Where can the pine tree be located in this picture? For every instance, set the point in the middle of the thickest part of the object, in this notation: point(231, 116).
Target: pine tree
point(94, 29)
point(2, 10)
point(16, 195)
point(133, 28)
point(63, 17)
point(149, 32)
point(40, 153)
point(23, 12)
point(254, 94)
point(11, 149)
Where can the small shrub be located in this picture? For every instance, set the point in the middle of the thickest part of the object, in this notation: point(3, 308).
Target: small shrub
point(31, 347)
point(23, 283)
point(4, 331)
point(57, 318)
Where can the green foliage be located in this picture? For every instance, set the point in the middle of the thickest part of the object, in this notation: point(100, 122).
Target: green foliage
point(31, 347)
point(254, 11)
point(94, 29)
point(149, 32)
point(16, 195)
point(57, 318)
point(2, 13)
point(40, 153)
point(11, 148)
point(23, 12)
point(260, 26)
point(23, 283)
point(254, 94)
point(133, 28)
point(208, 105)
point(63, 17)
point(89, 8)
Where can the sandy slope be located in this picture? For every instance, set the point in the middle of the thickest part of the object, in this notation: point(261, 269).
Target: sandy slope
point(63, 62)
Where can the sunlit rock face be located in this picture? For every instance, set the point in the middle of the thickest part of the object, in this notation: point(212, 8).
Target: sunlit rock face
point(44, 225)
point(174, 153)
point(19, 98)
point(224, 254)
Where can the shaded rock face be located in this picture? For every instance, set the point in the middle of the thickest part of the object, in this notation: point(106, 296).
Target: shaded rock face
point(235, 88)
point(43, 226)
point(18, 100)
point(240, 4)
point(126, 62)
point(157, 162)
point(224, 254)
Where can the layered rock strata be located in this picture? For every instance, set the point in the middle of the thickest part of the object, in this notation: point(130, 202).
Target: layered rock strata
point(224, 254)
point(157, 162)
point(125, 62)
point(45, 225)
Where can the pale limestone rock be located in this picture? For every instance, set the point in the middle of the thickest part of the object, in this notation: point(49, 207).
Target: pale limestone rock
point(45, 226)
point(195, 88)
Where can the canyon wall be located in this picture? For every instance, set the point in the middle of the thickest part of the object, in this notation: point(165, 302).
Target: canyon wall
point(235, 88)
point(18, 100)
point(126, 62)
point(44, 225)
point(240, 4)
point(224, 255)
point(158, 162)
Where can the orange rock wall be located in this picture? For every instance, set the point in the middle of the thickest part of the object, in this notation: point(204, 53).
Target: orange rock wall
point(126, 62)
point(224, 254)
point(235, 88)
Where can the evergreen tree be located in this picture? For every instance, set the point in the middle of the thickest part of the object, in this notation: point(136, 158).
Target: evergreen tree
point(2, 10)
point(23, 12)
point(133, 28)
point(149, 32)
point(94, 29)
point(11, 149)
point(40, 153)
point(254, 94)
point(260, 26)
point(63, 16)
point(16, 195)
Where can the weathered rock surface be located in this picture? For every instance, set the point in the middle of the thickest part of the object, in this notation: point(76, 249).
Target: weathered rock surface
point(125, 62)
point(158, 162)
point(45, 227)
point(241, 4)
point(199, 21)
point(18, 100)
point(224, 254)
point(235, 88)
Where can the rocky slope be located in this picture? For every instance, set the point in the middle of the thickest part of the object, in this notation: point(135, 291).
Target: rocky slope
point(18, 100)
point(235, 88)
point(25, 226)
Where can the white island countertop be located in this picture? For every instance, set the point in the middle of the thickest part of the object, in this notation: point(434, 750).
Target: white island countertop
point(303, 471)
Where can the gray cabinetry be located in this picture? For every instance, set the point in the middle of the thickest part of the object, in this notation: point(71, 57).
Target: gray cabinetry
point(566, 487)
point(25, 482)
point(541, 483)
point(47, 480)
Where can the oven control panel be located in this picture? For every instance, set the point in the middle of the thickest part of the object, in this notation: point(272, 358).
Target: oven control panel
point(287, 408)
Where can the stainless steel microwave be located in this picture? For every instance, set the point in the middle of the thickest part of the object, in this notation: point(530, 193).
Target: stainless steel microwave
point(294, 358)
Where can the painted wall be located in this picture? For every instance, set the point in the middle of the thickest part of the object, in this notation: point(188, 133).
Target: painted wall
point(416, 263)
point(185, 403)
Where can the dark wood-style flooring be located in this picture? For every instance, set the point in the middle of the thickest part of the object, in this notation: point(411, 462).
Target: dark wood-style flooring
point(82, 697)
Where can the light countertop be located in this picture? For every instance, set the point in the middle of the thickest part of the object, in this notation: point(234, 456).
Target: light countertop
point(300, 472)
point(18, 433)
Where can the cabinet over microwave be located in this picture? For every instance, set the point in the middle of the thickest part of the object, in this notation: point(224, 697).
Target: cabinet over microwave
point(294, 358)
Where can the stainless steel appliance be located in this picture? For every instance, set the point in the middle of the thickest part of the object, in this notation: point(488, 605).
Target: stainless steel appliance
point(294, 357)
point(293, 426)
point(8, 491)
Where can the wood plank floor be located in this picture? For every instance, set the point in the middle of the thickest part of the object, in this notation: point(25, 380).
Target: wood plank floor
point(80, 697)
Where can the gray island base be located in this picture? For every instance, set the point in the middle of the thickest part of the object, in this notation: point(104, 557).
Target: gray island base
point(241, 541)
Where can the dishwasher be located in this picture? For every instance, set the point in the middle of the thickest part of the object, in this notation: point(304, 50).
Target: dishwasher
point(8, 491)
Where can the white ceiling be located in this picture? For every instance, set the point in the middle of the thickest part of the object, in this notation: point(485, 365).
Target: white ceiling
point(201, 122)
- - -
- **What you need to do**
Can you edit the records above so that each "thickest part" becomes "widest part" and nothing else changes?

- **Answer for the task**
Where can the pine tree be located in this picture? For every instance, set the point in the middle of the widest part of the object, in this notation: point(231, 116).
Target: pine tree
point(94, 29)
point(2, 10)
point(16, 195)
point(133, 28)
point(63, 17)
point(149, 32)
point(40, 153)
point(23, 12)
point(254, 94)
point(11, 149)
Where can the small shrub be located in this picture? For every instance, set the point in the middle of the widest part of the object, in this notation: point(3, 308).
Target: small shrub
point(31, 347)
point(23, 283)
point(4, 331)
point(57, 318)
Where can the green foliage be located in this picture? For every instance, set the point in the middle of the widest part of the object, in this notation: point(100, 122).
Target: green foliage
point(31, 347)
point(254, 11)
point(94, 29)
point(149, 32)
point(16, 195)
point(57, 318)
point(2, 13)
point(40, 153)
point(11, 148)
point(23, 12)
point(260, 26)
point(23, 283)
point(254, 94)
point(133, 28)
point(208, 105)
point(63, 17)
point(89, 8)
Where can the sandy slope be located in this picture? For every instance, set the point in the middle of the widest part of the object, in this notation: point(261, 269).
Target: sandy slope
point(63, 62)
Where can the sunlit rock face be located in this picture? For every instance, set the point in the middle of the widest part of the object, in this notation: point(212, 8).
Target: sunlit rock face
point(44, 225)
point(174, 153)
point(19, 98)
point(224, 254)
Where can the shaded rock face be located in this picture? For every instance, set the point in the middle of the widest part of the object, in this notation: point(106, 296).
Target: shaded rock face
point(235, 88)
point(43, 226)
point(18, 100)
point(240, 4)
point(126, 62)
point(157, 162)
point(224, 254)
Where can the layered rock strata be located in this picture? For every instance, set the point in the middle of the widest part of the object, in this notation: point(130, 202).
Target: layered rock strata
point(224, 254)
point(157, 162)
point(125, 62)
point(45, 225)
Where can the pale limestone rock be located in this picture? For every instance, set the point in the middle of the widest part of the object, in this notation: point(49, 207).
Target: pale limestone rock
point(45, 226)
point(195, 88)
Where can the canyon wall be located in this picture? For every instance, set the point in the middle of the widest part of the object, in this notation: point(165, 302).
Target: canyon wall
point(235, 88)
point(18, 100)
point(126, 62)
point(44, 225)
point(240, 4)
point(224, 255)
point(158, 162)
Where can the orange rock wall be located in this picture? For every instance, set the point in the middle of the widest part of the object, in this notation: point(204, 53).
Target: orange rock wall
point(126, 62)
point(224, 254)
point(235, 88)
Where can the evergreen tree be located in this picture? For every instance, set the point in the middle of the widest part of the object, in this notation: point(136, 158).
Target: evergreen tree
point(2, 10)
point(23, 12)
point(133, 28)
point(149, 32)
point(94, 29)
point(11, 149)
point(40, 153)
point(254, 94)
point(260, 26)
point(63, 16)
point(16, 195)
Where can the weathered rock surface be located in this picture? For every instance, set the point in the middle of the widest part of the object, in this notation: point(76, 249).
Target: weathered rock surface
point(125, 62)
point(158, 162)
point(45, 227)
point(241, 4)
point(199, 21)
point(18, 100)
point(224, 254)
point(235, 88)
Where can the rocky slope be located in this picture? For every instance, set the point in the middle of the widest part of the object, in this notation: point(135, 291).
Target: rocky slope
point(18, 100)
point(235, 88)
point(25, 226)
Where can the white island countertop be located in this picture? For every instance, set the point in the middle of the widest part of the object, in this notation: point(434, 750).
Target: white island countertop
point(303, 471)
Where can the gray cabinetry be located in this picture? For every instance, set the point in the middle of the widest part of the object, in this notation: point(71, 57).
Target: gray cabinetry
point(566, 487)
point(25, 482)
point(541, 483)
point(47, 480)
Where can the oven control panel be located in this picture? For every instance, set the point in the middle of the widest part of the object, in this notation: point(272, 358).
Target: oven control panel
point(287, 408)
Where can the stainless steel microwave be located in this picture? For every instance, set the point in the middle of the widest part of the object, in this notation: point(530, 193).
Target: stainless steel microwave
point(294, 358)
Where can the painted wall be located in this picture? For every instance, set the point in the middle of the widest part of the object, in this notation: point(188, 133).
Target: painted wall
point(416, 263)
point(185, 403)
Where can the dark wood-style flooring be located in this picture? For every instance, set the point in the middle of the widest part of the object, in this notation: point(411, 462).
Target: dark wood-style flooring
point(82, 697)
Where can the light countertop be located in this picture? For every instance, set the point in the middle of the widest part of the object, in this notation: point(234, 456).
Target: light countertop
point(300, 472)
point(18, 433)
Where can the cabinet over microwave be located in this picture? For every instance, set the point in the middle of the widest part of the object, in this notation: point(224, 697).
Target: cabinet over microwave
point(294, 358)
Where can the stainless steel appliance be located in this picture? For every instance, set the point in the middle of the widest part of the object, in this notation: point(488, 605).
Target: stainless steel appliance
point(294, 357)
point(293, 426)
point(8, 491)
Where can the wood plank floor be located in this picture? For every instance, set the point in the middle of the widest part of the object, in this notation: point(25, 380).
Target: wood plank floor
point(80, 697)
Where can the gray island base be located in this picture? For every instance, set the point in the middle of the widest part of the object, in this notation: point(104, 557).
Target: gray island base
point(241, 541)
Where can the dishwasher be located in this picture? For every instance, set the point in the middle of the widest part of the object, in this notation: point(304, 50).
Target: dishwasher
point(8, 491)
Where can the white ceiling be located in this picture? For every instance, set the point in the middle of the widest part of the object, in this notation: point(485, 365).
Target: white ceiling
point(201, 122)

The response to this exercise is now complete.